▶ DATASET EXCERPTS:
□ □ □ □
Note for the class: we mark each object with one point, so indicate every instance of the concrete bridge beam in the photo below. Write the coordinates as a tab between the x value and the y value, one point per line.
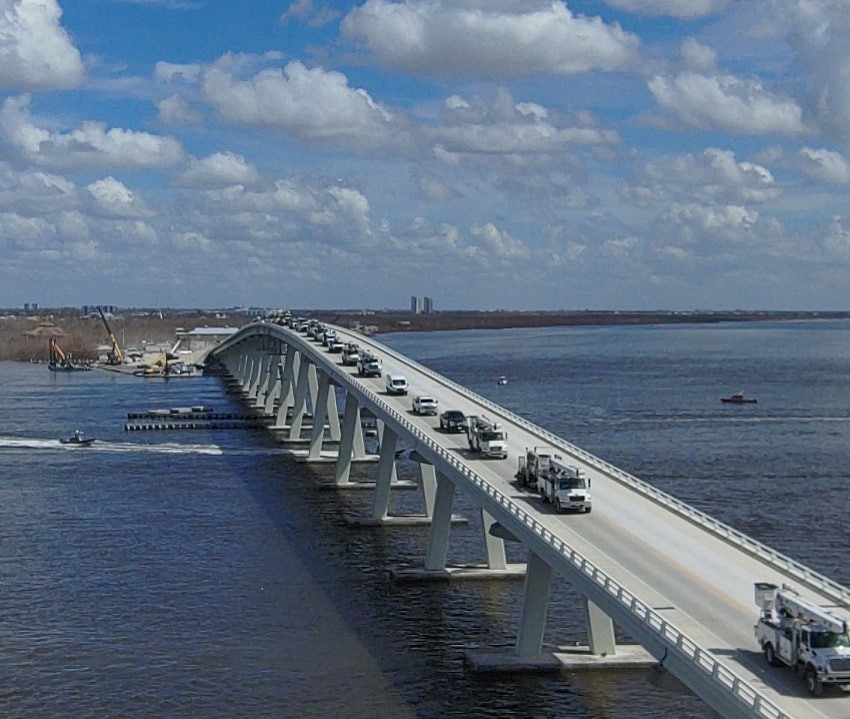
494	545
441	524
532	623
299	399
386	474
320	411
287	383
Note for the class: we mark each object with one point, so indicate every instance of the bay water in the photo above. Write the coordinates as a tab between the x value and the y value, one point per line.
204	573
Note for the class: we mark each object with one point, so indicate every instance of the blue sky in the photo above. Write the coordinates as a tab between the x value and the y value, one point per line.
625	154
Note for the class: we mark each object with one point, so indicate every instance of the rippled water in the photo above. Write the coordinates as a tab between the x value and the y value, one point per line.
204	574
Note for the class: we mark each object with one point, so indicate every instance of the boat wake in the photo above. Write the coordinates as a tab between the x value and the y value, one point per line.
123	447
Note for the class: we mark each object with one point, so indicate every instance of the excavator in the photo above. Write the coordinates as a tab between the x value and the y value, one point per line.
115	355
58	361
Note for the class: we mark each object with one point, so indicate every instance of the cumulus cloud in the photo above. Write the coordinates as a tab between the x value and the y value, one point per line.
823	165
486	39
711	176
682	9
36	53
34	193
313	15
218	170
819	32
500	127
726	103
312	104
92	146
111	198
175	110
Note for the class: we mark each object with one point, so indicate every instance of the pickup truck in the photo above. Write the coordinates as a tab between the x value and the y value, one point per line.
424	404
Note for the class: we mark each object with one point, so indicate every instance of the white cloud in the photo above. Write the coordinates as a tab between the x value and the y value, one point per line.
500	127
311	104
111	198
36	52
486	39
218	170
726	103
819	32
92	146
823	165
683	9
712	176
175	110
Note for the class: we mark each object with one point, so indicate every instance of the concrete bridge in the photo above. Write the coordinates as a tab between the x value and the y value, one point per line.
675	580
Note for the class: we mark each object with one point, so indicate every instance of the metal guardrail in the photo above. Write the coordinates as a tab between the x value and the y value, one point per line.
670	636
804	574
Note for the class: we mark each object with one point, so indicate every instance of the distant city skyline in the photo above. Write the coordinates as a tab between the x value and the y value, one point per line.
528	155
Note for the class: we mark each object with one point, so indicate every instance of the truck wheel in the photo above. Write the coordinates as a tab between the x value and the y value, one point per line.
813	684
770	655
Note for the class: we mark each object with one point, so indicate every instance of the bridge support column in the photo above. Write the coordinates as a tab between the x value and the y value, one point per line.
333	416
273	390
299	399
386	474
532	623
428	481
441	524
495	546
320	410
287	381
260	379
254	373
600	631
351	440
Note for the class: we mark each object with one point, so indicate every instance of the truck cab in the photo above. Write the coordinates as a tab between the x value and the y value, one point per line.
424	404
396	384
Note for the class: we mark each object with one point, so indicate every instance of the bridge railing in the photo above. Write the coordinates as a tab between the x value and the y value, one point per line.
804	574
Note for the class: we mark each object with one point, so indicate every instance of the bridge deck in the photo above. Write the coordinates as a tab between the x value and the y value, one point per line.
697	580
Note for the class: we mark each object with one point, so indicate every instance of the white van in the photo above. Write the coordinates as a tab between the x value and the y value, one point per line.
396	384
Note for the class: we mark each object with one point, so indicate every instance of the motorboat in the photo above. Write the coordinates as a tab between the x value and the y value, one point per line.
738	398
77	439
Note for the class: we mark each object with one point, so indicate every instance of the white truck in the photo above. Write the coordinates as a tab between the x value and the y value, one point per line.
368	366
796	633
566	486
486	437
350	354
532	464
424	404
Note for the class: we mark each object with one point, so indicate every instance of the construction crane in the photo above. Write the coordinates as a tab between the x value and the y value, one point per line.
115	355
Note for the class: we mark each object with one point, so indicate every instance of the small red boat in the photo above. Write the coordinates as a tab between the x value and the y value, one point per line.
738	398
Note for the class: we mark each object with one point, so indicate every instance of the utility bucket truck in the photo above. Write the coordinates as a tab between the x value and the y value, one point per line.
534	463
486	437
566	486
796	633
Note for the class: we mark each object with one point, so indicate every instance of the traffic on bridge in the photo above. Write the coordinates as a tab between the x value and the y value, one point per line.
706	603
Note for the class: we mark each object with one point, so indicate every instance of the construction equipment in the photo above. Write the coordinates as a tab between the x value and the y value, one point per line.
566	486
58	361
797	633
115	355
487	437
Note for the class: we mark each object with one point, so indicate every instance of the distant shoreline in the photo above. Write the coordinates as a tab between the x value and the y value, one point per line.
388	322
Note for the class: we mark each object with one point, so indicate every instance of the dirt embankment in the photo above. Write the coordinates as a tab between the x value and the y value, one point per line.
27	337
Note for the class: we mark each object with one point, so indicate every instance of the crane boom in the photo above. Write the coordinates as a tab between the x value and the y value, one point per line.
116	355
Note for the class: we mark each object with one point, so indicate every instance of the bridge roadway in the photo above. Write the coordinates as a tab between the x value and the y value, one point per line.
□ □ □ □
▶ EXERCISE PROMPT: Output every entry word for word, but omit the pictures.

▶ TASK ANSWER:
Note for the class: we mark each object with one point, so indicate every instance of the concrete bridge beam in the photo below. Write the coordinates as a tab between the x value and the y value, one point per line.
494	545
441	524
532	623
299	399
386	474
320	411
287	383
Note for the class: we mark each object with one point, so indicate every instance of the bay water in the photo above. Write the coordinates as a tab between the x value and the y value, one point per line.
204	573
Note for the class: we mark each object with one point, so indicate every instance of the blue sky in the photo above. Write the coordinates as a tab between the x value and the y value, one point per line.
625	154
Note for the class: we mark each object with one point, so indicate every instance of the rippled water in the photo above. Write the coordinates as a tab between the x value and the y value, one point per line.
204	574
Note for the class: we mark each object with one point, so indicate every instance of the boat wake in the photo above. Write the coordinates as a tab between the x value and the y value, one point per line.
123	447
Note for the class: we mark each object with one point, so indicate every instance of the excavator in the photo above. Write the coordinates as a tab between the x value and the y value, one point per line.
115	355
58	361
Note for the class: we mark each object with one point, so indicate every instance of the cumulus cloud in the photo above. Write the coordinates as a tab between the x value and the y value, one point per line.
823	165
486	39
711	176
682	9
36	53
34	193
313	15
218	170
819	32
500	127
726	103
312	104
92	146
111	198
175	110
Note for the class: we mark each object with one point, so indicate every instance of the pickup truck in the photo above. Write the coordinates as a tab between the x value and the y value, one point per line.
424	404
Note for the class: we mark each object with one point, so indicate every instance of the white cloud in the photo above. Write the coordinates as a tab between the x value and the y value, one point per line.
500	127
311	104
111	198
36	52
486	39
218	170
726	103
819	32
92	146
823	165
683	9
712	176
175	110
Note for the class: we mark each object with one point, so indicate every instance of the concrete bridge in the photo above. Write the coordinates as a tab between the x value and the y value, one point per line.
675	580
Note for the class: we mark each object with one point, so indicate every instance of the metal guardrail in the photo above. Write the coordinates as a tab between the x value and the y value, one point per line.
670	636
804	574
Note for the class: we mark each object with one point, so indicate every instance of the distant city skyline in the photo above. Write the coordinates as a tab between the x value and the y value, one point per line.
528	155
Note for the class: we mark each object with one point, so indicate every instance of the truck wheel in the photo above. Write the coordinates as a tab between the x value and the y value, one point per line.
813	684
770	655
Note for the class: we mark each object with one point, so indicate every instance of the bridge support column in the photo above. Write the coordinates as a tab between the x value and the y value, one point per line.
333	416
273	390
299	399
386	474
532	623
428	481
441	524
495	546
320	410
287	381
260	379
254	373
600	631
351	440
Note for the class: we mark each object with one point, so indicate every instance of the truck cab in the photo above. Write the coordinates as a tab between the x value and the y value, one point per line.
424	404
396	384
Note for the class: we mark each object with one point, so indicate every instance of the bridge railing in the photo above. Write the coordinates as a tab between the x value and the y value, one point per line.
804	574
Note for the class: we mark each object with one point, so indicate every instance of the bridge deck in the photo above. Write the coordinates as a tab between the x value and the y value, one point per line.
697	580
Note for the class: we mark each object with one point, so indicate every instance of the white van in the photo above. Write the coordinates as a tab between the x value and the y value, one point per line.
396	384
Note for the class: we mark each object with one point, so indicate every instance of the motorboat in the photo above. Write the coordinates as a tab between the x value and the y value, one point per line.
738	398
77	439
Note for the class: we mark each object with one point, so indicate every instance of the white truck in the photo above. Write the coordinates as a tab between the x value and the y value, one point per line.
368	366
796	633
566	486
486	437
350	354
532	464
424	404
Note for the class: we mark each object with one point, so indicate every instance of the construction crane in the photo above. Write the coordinates as a tab between the x value and the y value, one point per line.
115	355
Note for the class: we mark each object with one point, so indicate every instance of the small red boat in the photo above. Write the coordinates as a tab between the x value and the y value, one point per line.
738	398
Note for the class: we mark each object with one point, so indicate every instance of the utility bucket truck in the photo above. Write the coordinates as a tab between the x value and the y value, one point per line.
534	463
486	437
566	486
796	633
Note for the class: we mark each object with one point, so indicate every instance of the traffic on bridge in the photo above. Write the coordinates as a tab between the x value and the y value, one point per line.
706	603
Note for the class: we mark each object with one point, so indicate every instance of the construction equipment in the photo above. Write the coordinates as a tab between the x value and the y value, one point per line.
566	486
58	361
797	633
115	355
487	437
Note for the class: we mark each object with one point, so indicate every instance of the distant shoreline in the photo above. Write the coordinates as a tab between the x value and the y value, one point per line.
388	322
Note for the class: we mark each object with one point, so indicate every instance of the dirt embankment in the photo above. Write the coordinates as a tab between the x value and the y value, one point per line.
27	337
Note for the class: we mark each object with one point, so indicate every instance of the crane boom in the photo above. Write the coordinates as a tab between the x value and the y value, one point per line.
116	355
Note for the class: we mark each object with one point, so indicate every instance of the bridge roadway in the photo above. Write the coordinates as a tab between the x value and the y value, one point per line.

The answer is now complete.